提示された文章:

::::::::::

ガラス加工用バインダレスcBN工具の成形に関する研究(平成22年度研究概要)
1.実施内容
ガラス切削における加工面品質向上に関する基礎的なアプローチとして、切削温度の測定を行いました。昨年考案した石英ガラス製光ファイバの加工時に発生する赤外線を測定する手法に改良を加え、研削・切削温度の測定を行いました。図1に示すエアタービンと軸付ダイヤモンド砥石を使用した研削温度は最高1,250℃であり、図2に示すエアタービンと超硬バーによる切削温度は最高1,250℃、図3に示す超精密旋盤によるフライカットでの切削温度は最高865℃でした。ガラスの切削温度を測定できた事により、加工現象の解明につながる情報を得ることが出来ました。

::::::::::

データ部分:
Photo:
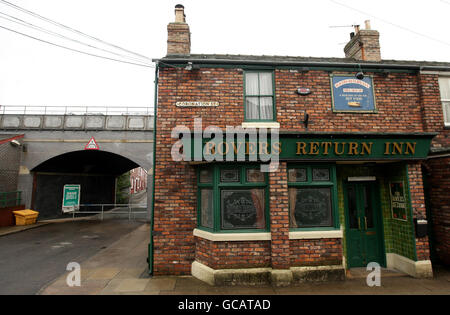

::::::::::

課題の説明: ガラス加工用バインダレスcBN工具に関する研究概要の文章を、最後の文の後から書き継いでください。

回答:
cBNの熱分解反応を利用した摩擦によるcBN工具の研磨を試みました。しかしながら、cBNは熱伝導率が高いため摩擦によって発生した熱は拡散してしまい、水分解が発生する温度には届きませんでした。また、工具の輪郭形状が加工形状に転写されるフライカットの特徴を生かした図4に示す角断面工具を製作し、加工実験を行いました。
図1 エアタービンによる研削温度
図2 エアタービンによる切削温度
図3 フライカットによる切削温度
図4 矩形工具
2.予想される事業実施効果
ガラスに代表される硬脆材料の加工は、金属加工と比較すると経験を有している会社、技術者は多くありません。超精密加工を含めた金属加工では中国などの追い上げが激しく、収益を上げることが困難です。収益が見込める高付加価値加工として、硬脆材料の切削加工が浮上してきました。硬脆材料の加工ノウハウは、今後の日本にとって必要不可欠な技術となると考えられます。
3.本事業により作成した印刷物等
(1)報告書
<KSK-GH22-3> 加工技術高度化に関する研究(平成23年3月)(4.32MB)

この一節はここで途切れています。